• **Exercise**:
With every picture left out, give the data below back exactly.

+---+

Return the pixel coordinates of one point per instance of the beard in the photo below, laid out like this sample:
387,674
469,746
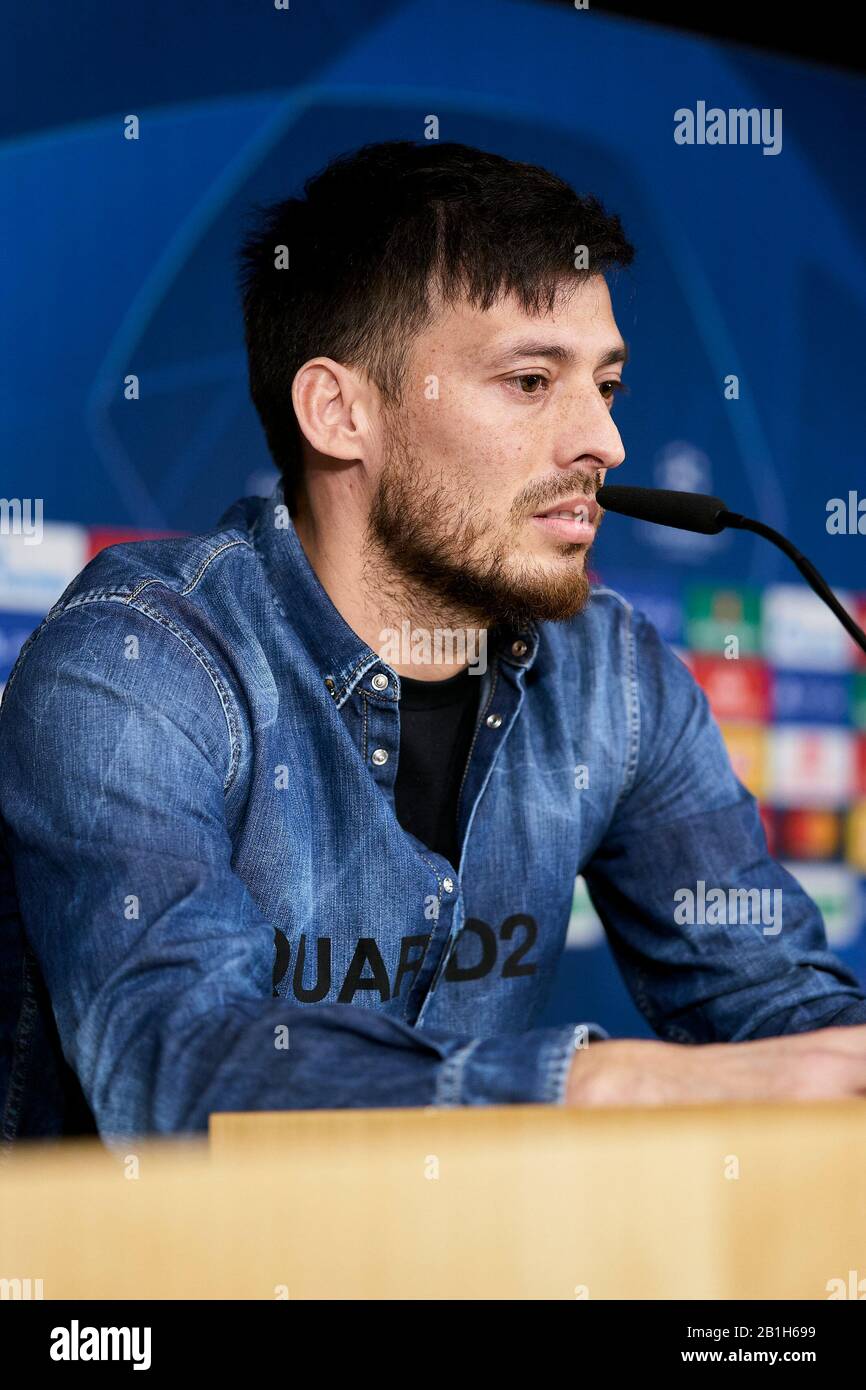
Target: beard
456,559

+---+

• **Exercise result**:
Return the pixel coordinates of one point per instance of the beard in the photo below, laid out like this sample:
387,674
469,746
Target: beard
456,559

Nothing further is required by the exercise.